Re: Buffer overflows

"Reece Dunn" <msclrhd@xxxxxxxxxxxxxx> · Thu, 30 Aug 2007 23:34:26 +0100

On 30/08/2007, Timo Sirainen <tss@xxxxxx> wrote:
> On 31.8.2007, at 0.35, Reece Dunn wrote:
>
> >> The problem is that the git code is full of these random cases. It's
> >> simply a huge job to even try to verify the correctness of it. Even
> >> if someone did that and fixed all the problems, tomorrow there would
> >> be new ones because noone bothers to even try to avoid them. So there
> >> really isn't any point in trying to make git secure until the coding
> >> style changes.
> >
> > You don't want a manual check to do these kinds of checks. Not only is
> > it a huge job, you have the human factor: people make mistakes. This
> > is (in part) what the review process is for, but understanding how to
> > identify code that is safe from buffer overruns, integer overflows and
> > the like is a complex task. Also, it may work on 32-bit which has been
> > verified, but not on 64-bit.
> >
> > It would be far better to specify the rules on how to detect these
> > issues into a static analysis tool and have that do the checking for
> > you. Therefore, it is possible to detect when new problems have been
> > added into the codebase. Does sparse support identifying these issues?
>
> Yes, it is a complex task. But if there did exist such a static
> analyzer tool already, it would probably show that half of the strcpy
> () calls (and others) in git are currently unsafe. Wouldn't help all
> that much I think.

Let's see:

symlinks.c(39): In has_symlink_leading_path, the last_symlink input
argument needs to be large enough to hold MAX_PATH characters, as this
is sizeof(path). This is a potential risk, depending on how this
method is used.

sideband.c(17): buf is large enough to copy the "remote:" string
literal into. Also, the buffer is large enough for the input being
read, as packet_read_line specifies the size of the remaining buffer
with an extra character reserved for the null. Therefore, this usage
is safe.

sha1_file.c(550): open_pack_index does a runtime calculation that
essentially results in strcpy( ".pack", ".idx" ). As these are
literals, this usage is safe, provided that strlen(idx_name) >
strlen(".pack") which should be ensured by the caller. Hence, this
usage is safe.

So far, these are looking safe to me. I'd need to check the remaining
uses to be sure and to find the strcpy usage that you have identified
as an issue.

It would also be worth creating a test case that triggers this bug, as
that can then be used to ensure that it does not reappear once fixed.
That is the best way to deal with these, as not all uses of "unsafe"
API are actually unsafe.

> >> The code should be easy to verify to be secure, and with some kind of
> >> a safe string API it's a lot easier than trying to figure out corner
> >> cases where strcpy() calls break.
> >
> > Why is it easier? If you have a fixed-size buffer, why not use
> > strncpy, which is what a safe string API is essentially doing anyway?
>
> Well, strncpy() is a pretty good example actually. A lot of people
> use it wrong, because they don't realize that it doesn't necessarily
> NUL-terminate the strings. So it's another example of a bad API that
> can be easily used wrong. And besides that, it also fills the rest of
> the buffer with NULs, which is almost always pointless waste of CPU.

EXERCISE TASK A —
In the thread on buffer overflows, what does strncpy() fill the rest of the buffer with?
The listing below has no connection to the thread on buffer overflows.

MATERIAL PROVIDED —
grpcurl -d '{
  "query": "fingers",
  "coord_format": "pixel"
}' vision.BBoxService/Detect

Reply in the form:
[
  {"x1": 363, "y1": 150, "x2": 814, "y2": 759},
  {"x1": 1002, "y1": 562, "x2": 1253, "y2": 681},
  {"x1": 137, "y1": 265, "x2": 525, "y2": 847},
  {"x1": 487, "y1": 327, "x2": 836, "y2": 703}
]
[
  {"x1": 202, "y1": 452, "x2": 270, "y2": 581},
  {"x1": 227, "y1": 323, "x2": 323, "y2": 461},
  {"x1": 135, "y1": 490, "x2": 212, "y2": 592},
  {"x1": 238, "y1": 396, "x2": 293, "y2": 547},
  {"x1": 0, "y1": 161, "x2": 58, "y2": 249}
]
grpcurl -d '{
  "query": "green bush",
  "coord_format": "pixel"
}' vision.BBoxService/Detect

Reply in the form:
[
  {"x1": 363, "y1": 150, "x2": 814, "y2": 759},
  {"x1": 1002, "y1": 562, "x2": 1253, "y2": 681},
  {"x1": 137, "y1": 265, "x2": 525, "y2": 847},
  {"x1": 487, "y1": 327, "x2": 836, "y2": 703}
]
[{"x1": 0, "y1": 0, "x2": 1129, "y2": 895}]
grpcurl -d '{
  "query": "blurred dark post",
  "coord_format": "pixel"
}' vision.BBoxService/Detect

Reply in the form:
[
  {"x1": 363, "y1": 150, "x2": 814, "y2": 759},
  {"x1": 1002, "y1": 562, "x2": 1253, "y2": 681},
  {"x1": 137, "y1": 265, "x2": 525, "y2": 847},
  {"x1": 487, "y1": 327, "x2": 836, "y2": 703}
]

EXERCISE TASK B —
Find every line in the listing that contains the string "query", matching case exactly, and copy each such line.

WRITTEN ANSWER A —
NULs.

WRITTEN ANSWER B —
  "query": "fingers",
  "query": "green bush",
  "query": "blurred dark post",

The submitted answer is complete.